• **COSA FARE**: Riporta testualmente il passo dell'articolo su Muse Image di Meta che parte dalle parole "Meta ha fatto" e termina dopo le parole "privacy degli utenti.".

• **BRANO FORNITO**:
++++++++
Meta ha fatto marcia indietro. Venerdì l’azienda ha annunciato lo stop a Muse Image, la sua nuova funzione di generazione immagini AI, appena tre giorni dopo il lancio. Una decisione arrivata sotto la pressione di sindacati, agenzie di talenti hollywoodiane e associazioni per i diritti digitali, tutti concordi nel definire la funzione un rischio serio per la privacy degli utenti.
Cos’era Muse Image e perché ha scatenato polemiche
Lanciata martedì 7 luglio, Muse Image era il primo modello di generazione immagini sviluppato da Meta Superintelligence Labs, integrato nel chatbot Meta AI. Permetteva a chiunque di taggare un account Instagram pubblico e usare le sue foto come riferimento per creare nuove immagini generate dall’AI, senza che il proprietario dell’account venisse avvisato.
Il problema principale non era la tecnologia in sé, ma il meccanismo scelto da Meta. Tutti gli account pubblici di utenti maggiorenni venivano infatti inclusi automaticamente nel sistema, con la possibilità di disattivare la funzione solo attraverso un’opzione nascosta nelle impostazioni, sotto la voce “condivisione e riutilizzo“. Un meccanismo di opt-out, insomma, invece di un più garantista opt-in.
Le reazioni di Hollywood e degli esperti
La critica più dura è arrivata da SAG-AFTRA, il sindacato che rappresenta oltre 160.000 attori e professionisti dell’intrattenimento. L’organizzazione ha definito la scelta di Meta “un’evidente sottovalutazione del sentimento pubblico” riguardo ai pericoli legati all’uso non autorizzato dell’immagine delle persone, chiedendo un consenso esplicito, non implicito.
Sulla stessa linea la CAA (Creative Artists Agency), che rappresenta star come Tom Hanks e Meryl Streep. In una nota, l’agenzia ha sottolineato che “nessun nome, immagine, somiglianza, voce o opera creativa dovrebbe essere usata da terzi, inclusi i modelli AI, senza un consenso chiaro e documentato“. Dopo l’annuncio del ritiro, la CAA ha comunque apprezzato la rapidità della risposta di Meta, definendola “la cosa responsabile da fare“.
++++++++
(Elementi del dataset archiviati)
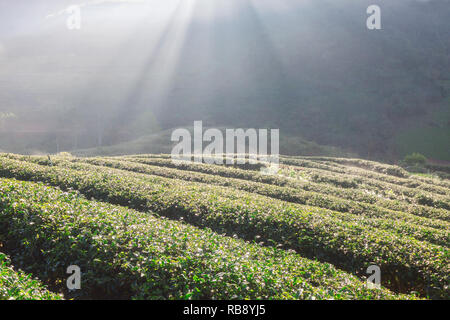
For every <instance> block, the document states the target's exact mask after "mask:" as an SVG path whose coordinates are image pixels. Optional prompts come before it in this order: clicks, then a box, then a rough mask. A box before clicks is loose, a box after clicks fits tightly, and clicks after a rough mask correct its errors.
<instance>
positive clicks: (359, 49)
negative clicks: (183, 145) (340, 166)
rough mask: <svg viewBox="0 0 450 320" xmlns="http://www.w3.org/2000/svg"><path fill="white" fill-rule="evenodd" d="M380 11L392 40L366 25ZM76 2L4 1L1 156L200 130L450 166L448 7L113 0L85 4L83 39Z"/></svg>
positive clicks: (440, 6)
++++++++
• **RISPOSTA SCRITTA**:
Meta ha fatto marcia indietro. Venerdì l’azienda ha annunciato lo stop a Muse Image, la sua nuova funzione di generazione immagini AI, appena tre giorni dopo il lancio. Una decisione arrivata sotto la pressione di sindacati, agenzie di talenti hollywoodiane e associazioni per i diritti digitali, tutti concordi nel definire la funzione un rischio serio per la privacy degli utenti.